* **What this task involves**
Every line from the top of the records through the line containing "# for every instance of the decorative" should be retyped exactly; the pictures should not.

===== Material for this task =====

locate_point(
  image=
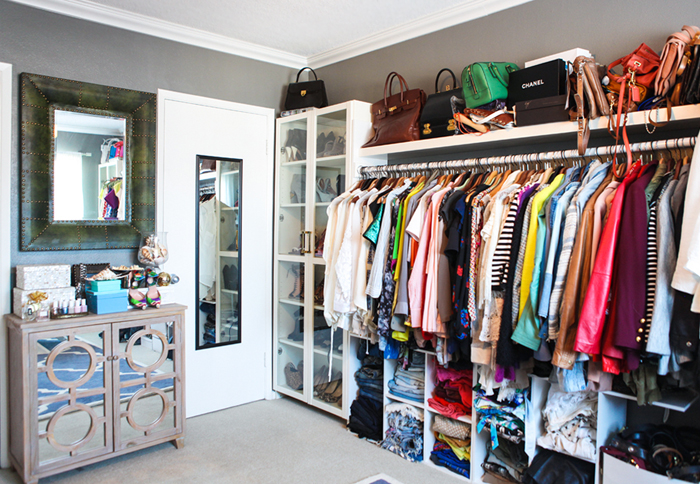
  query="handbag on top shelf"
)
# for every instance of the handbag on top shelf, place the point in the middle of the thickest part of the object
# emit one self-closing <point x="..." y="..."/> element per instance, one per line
<point x="306" y="94"/>
<point x="437" y="120"/>
<point x="483" y="82"/>
<point x="395" y="117"/>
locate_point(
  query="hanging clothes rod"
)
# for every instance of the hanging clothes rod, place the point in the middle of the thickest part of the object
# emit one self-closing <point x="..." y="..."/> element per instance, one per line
<point x="564" y="155"/>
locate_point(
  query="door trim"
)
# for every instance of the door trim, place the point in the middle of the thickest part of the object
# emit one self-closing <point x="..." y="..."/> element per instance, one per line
<point x="163" y="97"/>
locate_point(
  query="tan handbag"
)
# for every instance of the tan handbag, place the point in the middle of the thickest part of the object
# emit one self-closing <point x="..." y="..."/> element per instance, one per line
<point x="395" y="118"/>
<point x="590" y="98"/>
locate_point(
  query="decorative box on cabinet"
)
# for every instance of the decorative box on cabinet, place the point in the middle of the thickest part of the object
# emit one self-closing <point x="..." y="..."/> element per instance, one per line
<point x="86" y="389"/>
<point x="310" y="172"/>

=====

* **Exercise output**
locate_point(
  image=
  query="handbag on top shelf"
)
# for every instance of the handbag on top shelf, place the point in the middle of the thickest part of the object
# emit one self-closing <point x="..." y="..."/> element per instance, one per line
<point x="306" y="94"/>
<point x="437" y="120"/>
<point x="483" y="82"/>
<point x="395" y="117"/>
locate_point(
  query="hanging clothes rod"
)
# for every instance of the hanging clothes rod, place the point in the middle of the thickest part of the object
# emit one self-closing <point x="..." y="..."/> element per instance, one per line
<point x="564" y="155"/>
locate_point(
  query="door trim"
)
# for every instance of the door trim, place the point in the middle of the thickest part of the object
# emit one self-closing <point x="..." y="..."/> element per instance, one per line
<point x="163" y="97"/>
locate_point(
  query="tan handbag"
)
# for every instance of the tan handbag, place the point in the middle of the thickest part of the object
# emit one self-closing <point x="..." y="..."/> element per instance, one per line
<point x="395" y="118"/>
<point x="590" y="98"/>
locate_point(
  query="decorative box on cabinet"
)
# for every instance of the decorative box on cabinet, place the point in the middle of the thickest part of the object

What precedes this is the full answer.